### Exercise objective
Reproduce word for word the stretch of the Feeding Your Demons review below from "I first encountered" through "we do this?".

### Page excerpt
Tsultrim Allione has made excellent use of the twenty-five years since the publication of her groundbreaking first book, Women of Wisdom. Guided by her teacher Namkhai Norbu Rinpoche, she teaches using a number of modalities drawn from the female lineage in Tibetan Buddhism. Most powerful among these is chöd practice, invented by the eleventh-century female teacher Machig Labdron. (Allione’s connection with Machig is so strong that she was recognized this year in a monastery in Tibet as an emanation of this great teacher.) Allione’s new book, Feeding Your Demons, is a presentation of Machig’s practice.
I first encountered chöd in Alexandra David-Neel’s Magic and Mystery in Tibet, where she tells of watching a practitioner in a graveyard in the middle of the night perform this radical practice of “cutting.” Letting go of the ego, he (symbolically) cut up his body and mind, boiled them in a skull-pot, and fed the resulting nectar to attendant demons.
Terrifying, I thought—certainly not a practice that I or any of my Western Buddhist friends would attempt. But now, Allione makes this practice accessible and teaches us how to perform it.
Chöd is a powerful method for cutting the threads binding us to our obsessions and programmed responses. A core Buddhist tenet underlies the practice: that we do not deny or run away from our suffering but instead we turn toward it. That’s easy to say, but how do we do this?
Allione, through her decades of work with students and her passionate desire to make the teachings available to Westerners, has created a set of practices to confront our demons. In Feeding Your Demons she encourages us to engage in a healing encounter with ourself that can lead to revelation and peace. The demons we encounter here are not the flame-shrouded, gore-dripping figures from thangkas: they are the all-too-familiar energies of our everyday life—fear, addiction, self-hatred, illness, anger, jealousy, depression, perfectionism—the tendencies or patterns that trip us up and drag us down.
Allione’s five-step method for working with these demons carries echoes of Gestalt therapy and other therapeutic modalities, but it goes further, asking us to “feed” our demons, a somewhat counterintuitive move that yields surprising results. After identifying a particular demon, then visualizing it and engaging it in dialogue to ask it what it desires, we are directed to become the demon and tell ourselves what we, as demon, want. Then we as ourselves imagine that our body is dissolving into a nectar that carries the particular quality—perhaps kindness, peace, relaxation or compassion—that the demon desires. We feed the demon this nectar. When it is satisfied, it may transform into an ally. Now we ask questions of the ally: How will you help me? How can I access you when I need you? Finally we and the ally dissolve into each other, and we relax and rest.
In her practical, down-to-earth instructions, Allione slowly develops the steps, explaining and elaborating each maneuver, using examples of people she has worked with to illustrate the possible content and permutations of individuals’ engagement with chöd practice. Each step is clearly articulated, the discussion and examples illuminating.
While I have not experienced this process myself, Allione convinces me in her lucid new book that chöd practice can help us embrace our difficulties and arrive at a more compassionate acceptance of ourselves. In her desire to help us heal, she has taken the formerly daunting chöd practice of her forebear Machig Labdron and made it her own through years of practice and teaching. In Feeding Your Demons she offers us the resulting gift.

### Excerpted records
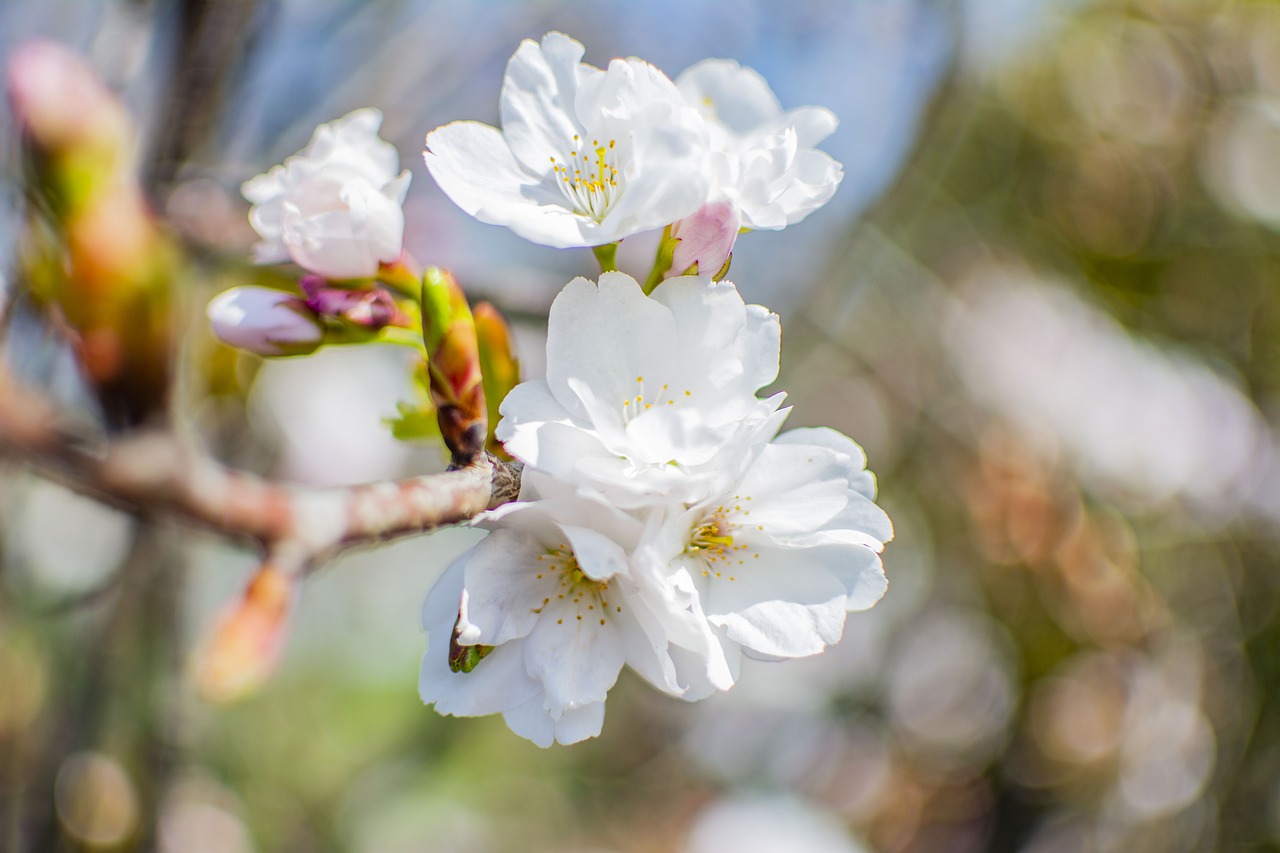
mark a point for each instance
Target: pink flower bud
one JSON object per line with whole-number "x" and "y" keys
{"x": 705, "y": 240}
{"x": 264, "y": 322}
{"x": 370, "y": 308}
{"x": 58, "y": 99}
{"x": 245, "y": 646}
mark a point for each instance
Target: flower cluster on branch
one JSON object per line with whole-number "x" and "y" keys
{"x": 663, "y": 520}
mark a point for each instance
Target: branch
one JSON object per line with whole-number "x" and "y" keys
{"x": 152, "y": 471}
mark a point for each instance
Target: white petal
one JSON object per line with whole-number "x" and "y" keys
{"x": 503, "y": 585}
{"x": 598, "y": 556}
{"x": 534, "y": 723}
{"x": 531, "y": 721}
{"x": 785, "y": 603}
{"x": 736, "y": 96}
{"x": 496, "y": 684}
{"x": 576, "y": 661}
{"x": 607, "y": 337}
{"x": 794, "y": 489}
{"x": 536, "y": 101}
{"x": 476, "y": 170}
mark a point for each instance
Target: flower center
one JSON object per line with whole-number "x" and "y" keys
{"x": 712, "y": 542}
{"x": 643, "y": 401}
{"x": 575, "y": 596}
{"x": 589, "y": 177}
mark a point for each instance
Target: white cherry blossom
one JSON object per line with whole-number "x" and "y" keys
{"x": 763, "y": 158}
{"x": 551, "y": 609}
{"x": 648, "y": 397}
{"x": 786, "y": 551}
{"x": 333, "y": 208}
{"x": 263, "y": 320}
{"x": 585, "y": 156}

### Answer to this task
I first encountered chöd in Alexandra David-Neel’s Magic and Mystery in Tibet, where she tells of watching a practitioner in a graveyard in the middle of the night perform this radical practice of “cutting.” Letting go of the ego, he (symbolically) cut up his body and mind, boiled them in a skull-pot, and fed the resulting nectar to attendant demons.
Terrifying, I thought—certainly not a practice that I or any of my Western Buddhist friends would attempt. But now, Allione makes this practice accessible and teaches us how to perform it.
Chöd is a powerful method for cutting the threads binding us to our obsessions and programmed responses. A core Buddhist tenet underlies the practice: that we do not deny or run away from our suffering but instead we turn toward it. That’s easy to say, but how do we do this?